Starting from the line containing "Keypoint guideline: for each instance of the man in dark", write out the rest of the entries exactly, through the final line, including nothing else.

** Data supplied **

***

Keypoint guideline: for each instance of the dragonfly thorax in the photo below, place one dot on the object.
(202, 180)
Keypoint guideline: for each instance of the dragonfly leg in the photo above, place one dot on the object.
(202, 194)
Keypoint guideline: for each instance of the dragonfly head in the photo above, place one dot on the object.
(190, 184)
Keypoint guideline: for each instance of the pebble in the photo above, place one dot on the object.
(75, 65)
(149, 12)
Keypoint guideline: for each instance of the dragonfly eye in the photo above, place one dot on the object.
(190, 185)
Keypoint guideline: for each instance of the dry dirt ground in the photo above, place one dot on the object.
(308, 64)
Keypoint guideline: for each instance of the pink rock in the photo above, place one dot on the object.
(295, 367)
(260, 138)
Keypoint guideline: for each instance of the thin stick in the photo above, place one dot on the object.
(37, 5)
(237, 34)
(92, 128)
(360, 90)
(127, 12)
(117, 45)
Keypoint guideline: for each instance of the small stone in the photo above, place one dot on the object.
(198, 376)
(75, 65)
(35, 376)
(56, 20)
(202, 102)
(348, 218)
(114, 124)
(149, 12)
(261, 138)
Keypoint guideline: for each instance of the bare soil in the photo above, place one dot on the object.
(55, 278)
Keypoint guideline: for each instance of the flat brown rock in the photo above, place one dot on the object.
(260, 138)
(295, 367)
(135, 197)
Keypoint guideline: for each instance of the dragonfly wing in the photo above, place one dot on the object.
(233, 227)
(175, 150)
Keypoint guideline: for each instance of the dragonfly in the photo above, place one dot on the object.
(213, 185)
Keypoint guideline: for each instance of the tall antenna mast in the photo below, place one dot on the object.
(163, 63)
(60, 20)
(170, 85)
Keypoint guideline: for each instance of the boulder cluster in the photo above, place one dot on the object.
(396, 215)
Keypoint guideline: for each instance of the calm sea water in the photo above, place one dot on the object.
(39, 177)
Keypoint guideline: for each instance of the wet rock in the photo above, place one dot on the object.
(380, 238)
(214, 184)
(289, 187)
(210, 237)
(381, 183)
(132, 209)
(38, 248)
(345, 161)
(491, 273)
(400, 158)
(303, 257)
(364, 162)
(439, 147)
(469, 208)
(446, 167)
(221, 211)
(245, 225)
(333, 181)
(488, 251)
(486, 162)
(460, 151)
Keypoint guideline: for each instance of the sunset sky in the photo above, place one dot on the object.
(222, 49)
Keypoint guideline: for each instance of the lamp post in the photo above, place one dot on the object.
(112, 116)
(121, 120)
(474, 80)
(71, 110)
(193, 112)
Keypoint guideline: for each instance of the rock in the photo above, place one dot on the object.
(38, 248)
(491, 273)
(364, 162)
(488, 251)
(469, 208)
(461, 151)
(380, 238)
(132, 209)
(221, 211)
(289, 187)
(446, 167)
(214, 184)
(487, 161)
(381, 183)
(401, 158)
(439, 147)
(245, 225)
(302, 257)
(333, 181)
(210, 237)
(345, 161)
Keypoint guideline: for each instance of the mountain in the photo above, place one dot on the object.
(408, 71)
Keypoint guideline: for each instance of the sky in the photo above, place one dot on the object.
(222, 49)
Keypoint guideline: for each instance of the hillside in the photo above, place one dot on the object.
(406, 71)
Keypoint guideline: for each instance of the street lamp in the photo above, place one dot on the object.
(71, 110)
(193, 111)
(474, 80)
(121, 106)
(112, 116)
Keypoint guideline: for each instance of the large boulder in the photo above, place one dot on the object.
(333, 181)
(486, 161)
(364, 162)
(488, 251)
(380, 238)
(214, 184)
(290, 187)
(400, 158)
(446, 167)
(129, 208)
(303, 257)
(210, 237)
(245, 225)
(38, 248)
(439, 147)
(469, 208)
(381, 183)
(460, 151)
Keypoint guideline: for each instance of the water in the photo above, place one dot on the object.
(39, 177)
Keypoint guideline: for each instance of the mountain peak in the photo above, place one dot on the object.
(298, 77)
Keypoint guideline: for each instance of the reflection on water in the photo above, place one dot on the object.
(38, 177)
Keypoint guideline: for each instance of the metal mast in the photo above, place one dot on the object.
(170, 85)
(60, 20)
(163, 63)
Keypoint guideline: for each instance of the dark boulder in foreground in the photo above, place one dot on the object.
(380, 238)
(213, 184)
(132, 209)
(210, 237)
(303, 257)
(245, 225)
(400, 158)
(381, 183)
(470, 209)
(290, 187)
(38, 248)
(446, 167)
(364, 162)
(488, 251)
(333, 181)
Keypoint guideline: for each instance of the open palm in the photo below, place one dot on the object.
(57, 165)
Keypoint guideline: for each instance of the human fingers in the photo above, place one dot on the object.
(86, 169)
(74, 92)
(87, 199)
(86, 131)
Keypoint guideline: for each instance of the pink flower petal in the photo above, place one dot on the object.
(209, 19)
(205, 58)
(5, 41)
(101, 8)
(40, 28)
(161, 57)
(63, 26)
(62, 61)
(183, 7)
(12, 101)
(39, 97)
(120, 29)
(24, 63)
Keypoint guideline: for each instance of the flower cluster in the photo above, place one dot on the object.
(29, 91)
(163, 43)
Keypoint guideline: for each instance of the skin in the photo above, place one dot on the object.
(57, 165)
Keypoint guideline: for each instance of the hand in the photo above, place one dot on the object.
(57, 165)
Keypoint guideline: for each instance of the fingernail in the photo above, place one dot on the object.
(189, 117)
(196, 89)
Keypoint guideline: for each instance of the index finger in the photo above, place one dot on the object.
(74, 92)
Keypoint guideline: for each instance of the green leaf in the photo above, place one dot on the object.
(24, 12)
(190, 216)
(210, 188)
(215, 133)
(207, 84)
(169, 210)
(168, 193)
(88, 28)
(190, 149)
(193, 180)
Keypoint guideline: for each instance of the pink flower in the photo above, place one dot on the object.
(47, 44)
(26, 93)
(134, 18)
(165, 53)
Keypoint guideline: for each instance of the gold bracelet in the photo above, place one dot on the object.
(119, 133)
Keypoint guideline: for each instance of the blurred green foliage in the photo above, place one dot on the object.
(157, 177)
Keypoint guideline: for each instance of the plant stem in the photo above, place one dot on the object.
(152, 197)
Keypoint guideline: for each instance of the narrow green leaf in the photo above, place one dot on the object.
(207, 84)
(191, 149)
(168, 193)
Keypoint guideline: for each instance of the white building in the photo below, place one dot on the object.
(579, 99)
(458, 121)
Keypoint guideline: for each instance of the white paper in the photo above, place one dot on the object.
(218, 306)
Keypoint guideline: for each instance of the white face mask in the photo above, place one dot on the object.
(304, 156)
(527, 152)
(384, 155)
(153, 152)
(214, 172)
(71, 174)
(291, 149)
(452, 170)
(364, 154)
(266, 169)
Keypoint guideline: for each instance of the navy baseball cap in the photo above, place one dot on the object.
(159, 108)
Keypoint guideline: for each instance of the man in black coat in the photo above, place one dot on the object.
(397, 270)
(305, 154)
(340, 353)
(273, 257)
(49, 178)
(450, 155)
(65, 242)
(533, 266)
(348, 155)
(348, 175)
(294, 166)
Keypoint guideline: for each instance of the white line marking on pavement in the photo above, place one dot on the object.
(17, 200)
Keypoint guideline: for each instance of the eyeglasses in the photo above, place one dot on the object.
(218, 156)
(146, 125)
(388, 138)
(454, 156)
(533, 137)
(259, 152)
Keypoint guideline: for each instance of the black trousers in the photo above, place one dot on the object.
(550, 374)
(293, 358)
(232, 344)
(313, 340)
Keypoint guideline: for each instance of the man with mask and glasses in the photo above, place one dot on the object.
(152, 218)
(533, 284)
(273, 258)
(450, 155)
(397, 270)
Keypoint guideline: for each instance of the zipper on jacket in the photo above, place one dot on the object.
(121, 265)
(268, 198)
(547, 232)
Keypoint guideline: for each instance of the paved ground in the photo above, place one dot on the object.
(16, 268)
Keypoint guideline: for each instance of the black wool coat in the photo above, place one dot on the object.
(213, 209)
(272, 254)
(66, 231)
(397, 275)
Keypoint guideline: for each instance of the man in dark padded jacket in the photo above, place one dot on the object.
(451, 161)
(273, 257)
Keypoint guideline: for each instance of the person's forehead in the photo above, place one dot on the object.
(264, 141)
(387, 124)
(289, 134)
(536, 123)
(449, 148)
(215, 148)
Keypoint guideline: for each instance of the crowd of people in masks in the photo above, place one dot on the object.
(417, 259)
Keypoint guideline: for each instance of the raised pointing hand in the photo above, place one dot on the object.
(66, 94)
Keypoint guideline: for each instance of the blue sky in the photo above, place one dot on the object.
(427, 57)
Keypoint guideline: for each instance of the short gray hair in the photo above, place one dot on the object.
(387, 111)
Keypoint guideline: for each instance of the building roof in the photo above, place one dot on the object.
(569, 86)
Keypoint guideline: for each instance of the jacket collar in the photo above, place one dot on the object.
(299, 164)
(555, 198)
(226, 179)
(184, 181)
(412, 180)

***

** Answer for this exercise **
Keypoint guideline: for each instance of the man in dark padded jacket in the photo above, place one dot on the object.
(451, 161)
(273, 257)
Keypoint guideline: for each instance of the person's forehead in the photo above, place one dot on the object.
(264, 141)
(387, 124)
(289, 134)
(536, 123)
(449, 148)
(215, 148)
Keypoint guideline: for each instance of the crowd of people in masks in the photo above, place one dot on the object.
(417, 259)
Keypoint guideline: for each instance of the raised pointing hand in the photo above, place one dot on the object.
(66, 94)
Keypoint guideline: for each instance of the blue sky in the photo above, place one dot on the object.
(427, 57)
Keypoint guideline: for each instance of the short gray hair in the photo above, place one dot on the object.
(387, 111)
Keypoint guideline: for each instance of the building roof in the photo above, place one dot on the object.
(569, 86)
Keypoint guideline: for each instance of the jacket collar in the photo above, place one dot on the object.
(299, 164)
(555, 198)
(226, 179)
(184, 181)
(412, 180)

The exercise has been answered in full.